# DATA TO PROCESS
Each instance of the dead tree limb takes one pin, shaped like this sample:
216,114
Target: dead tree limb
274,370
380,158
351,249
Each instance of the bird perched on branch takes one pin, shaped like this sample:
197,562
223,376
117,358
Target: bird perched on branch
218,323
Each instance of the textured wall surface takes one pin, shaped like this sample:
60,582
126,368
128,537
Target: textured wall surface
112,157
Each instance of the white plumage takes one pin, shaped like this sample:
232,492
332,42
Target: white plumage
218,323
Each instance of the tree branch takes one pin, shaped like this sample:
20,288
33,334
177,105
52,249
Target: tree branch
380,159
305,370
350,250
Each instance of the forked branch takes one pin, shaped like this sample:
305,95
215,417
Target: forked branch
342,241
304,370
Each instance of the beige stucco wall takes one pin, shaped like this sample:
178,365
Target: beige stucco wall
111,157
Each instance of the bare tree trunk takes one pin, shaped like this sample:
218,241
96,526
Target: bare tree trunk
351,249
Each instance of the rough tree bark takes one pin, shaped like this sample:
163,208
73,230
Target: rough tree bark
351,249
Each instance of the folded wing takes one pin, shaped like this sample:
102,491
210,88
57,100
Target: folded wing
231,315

==

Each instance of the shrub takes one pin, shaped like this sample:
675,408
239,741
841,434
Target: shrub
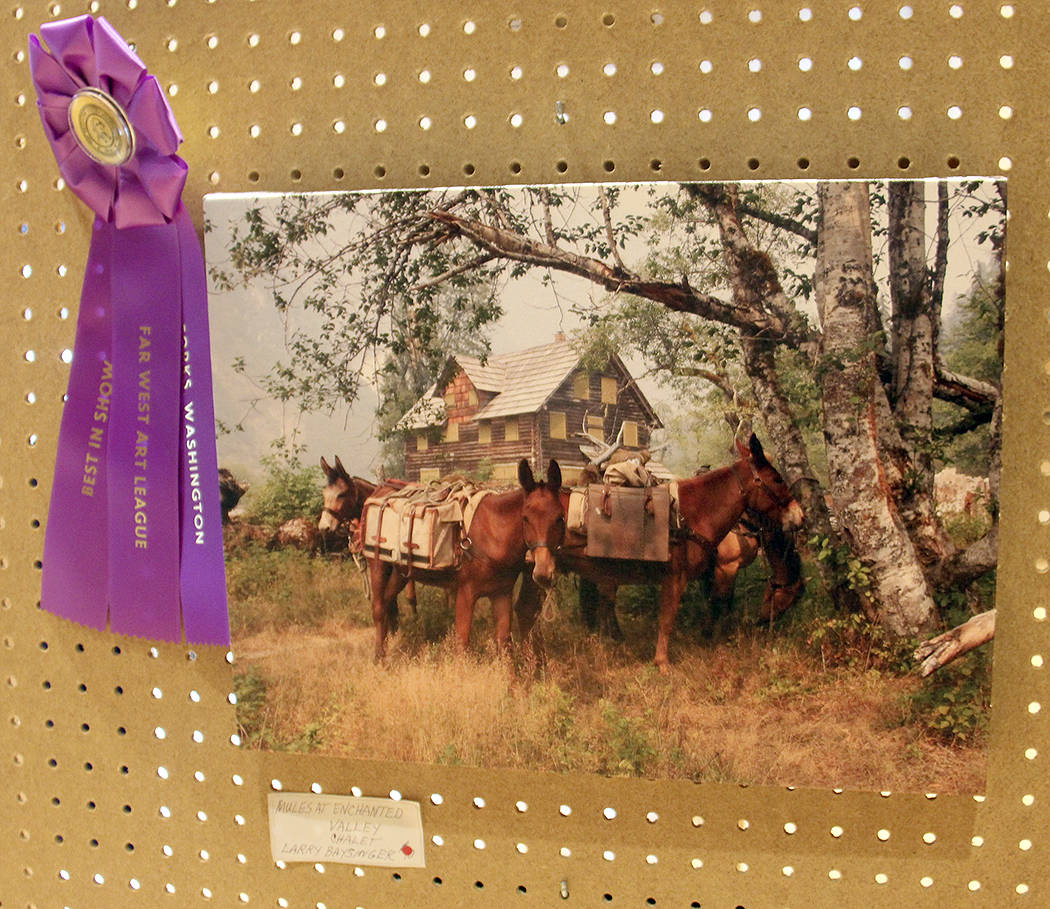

==

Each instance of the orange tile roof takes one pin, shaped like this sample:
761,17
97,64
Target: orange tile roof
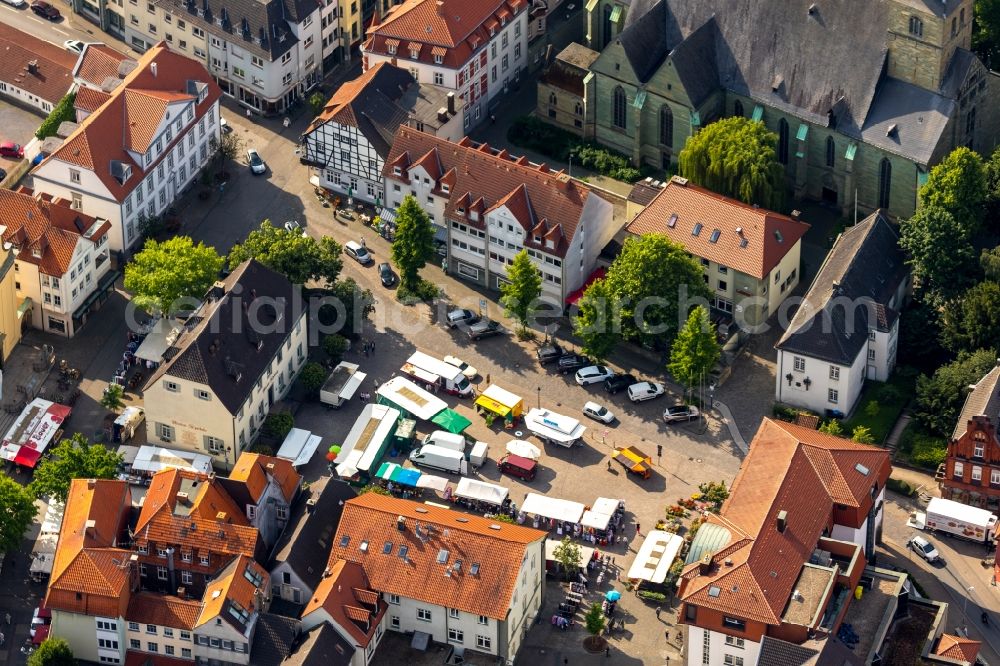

# PROBLEM REQUIREMENTS
How many lines of the material contain the string "orange"? Answer with that number alone.

# YOUR RESPONSE
2